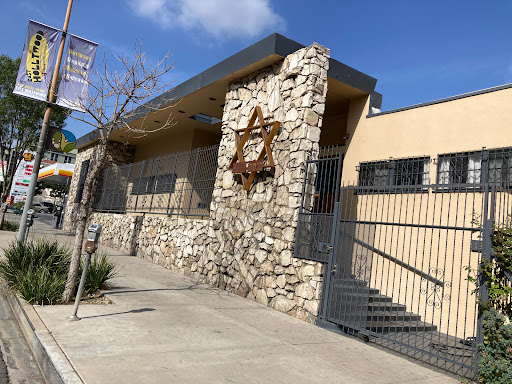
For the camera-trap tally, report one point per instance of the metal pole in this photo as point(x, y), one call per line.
point(74, 317)
point(44, 128)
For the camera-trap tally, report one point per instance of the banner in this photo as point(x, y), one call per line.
point(37, 61)
point(21, 179)
point(76, 73)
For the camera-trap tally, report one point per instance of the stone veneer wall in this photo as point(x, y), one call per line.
point(247, 246)
point(117, 154)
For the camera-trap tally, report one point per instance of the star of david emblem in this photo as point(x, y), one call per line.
point(249, 169)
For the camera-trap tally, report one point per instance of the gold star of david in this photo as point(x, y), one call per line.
point(242, 167)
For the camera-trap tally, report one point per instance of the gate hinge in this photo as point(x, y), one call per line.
point(476, 245)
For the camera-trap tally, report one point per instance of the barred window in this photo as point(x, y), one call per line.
point(500, 166)
point(469, 167)
point(160, 184)
point(396, 172)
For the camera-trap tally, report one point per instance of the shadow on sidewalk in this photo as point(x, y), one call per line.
point(141, 310)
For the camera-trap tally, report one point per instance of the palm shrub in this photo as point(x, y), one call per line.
point(36, 269)
point(495, 365)
point(10, 226)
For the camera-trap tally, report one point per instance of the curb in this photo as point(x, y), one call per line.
point(53, 363)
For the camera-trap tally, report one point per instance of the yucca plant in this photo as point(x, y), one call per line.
point(10, 226)
point(37, 269)
point(101, 271)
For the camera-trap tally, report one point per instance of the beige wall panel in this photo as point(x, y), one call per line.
point(460, 125)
--------------------------------
Ripeti parola per parola tutte le voci qui sopra, senza riportare le immagini.

### Risposta al problema
For the camera-trap tally, report one point per instance of the metal pole in this photo as point(x, y), one call per line.
point(74, 317)
point(44, 128)
For the camera-trap tally, report one point per instance of the banner in this photo as point(x, y), one call per line.
point(37, 61)
point(21, 179)
point(76, 73)
For the camera-trap tally, report one point per instance of the stone veneer wall in this photo as point(x, y), one call per line.
point(247, 246)
point(117, 154)
For the camera-trap tally, report one point per instance of the star of david emblem in this photo as point(x, y), one call per line.
point(249, 169)
For the camera-trap tally, report one point per instance of the gold star of david in this photo as point(x, y), one call per line.
point(242, 167)
For the camera-trap tally, report one point per instance of the gate hinge in this photo as point(x, y), one call per line.
point(476, 245)
For the camera-trap tally, report one point per instance of the barred window in this photo as point(x, y), one call per line.
point(500, 166)
point(469, 167)
point(160, 184)
point(396, 172)
For the camera-trap tally, report one point per instance of the shadow on sidewalk in this photo as point(x, y), one call per line.
point(141, 310)
For the camera-trap tally, report one point per instance of the palm shrub in this photo as point(x, y), one call per line.
point(36, 269)
point(495, 365)
point(10, 226)
For the camera-trap tally, report one point per instance of the curb in this photo as point(x, y), one call per line.
point(53, 363)
For the camera-trap tally, report one point per instance of the yucca plant in this photo as point(x, y), one call per line.
point(10, 226)
point(37, 269)
point(101, 271)
For the camera-trap tally, report one point per instance of the beige wall panel in this photo as point(x, y), one call per line.
point(460, 125)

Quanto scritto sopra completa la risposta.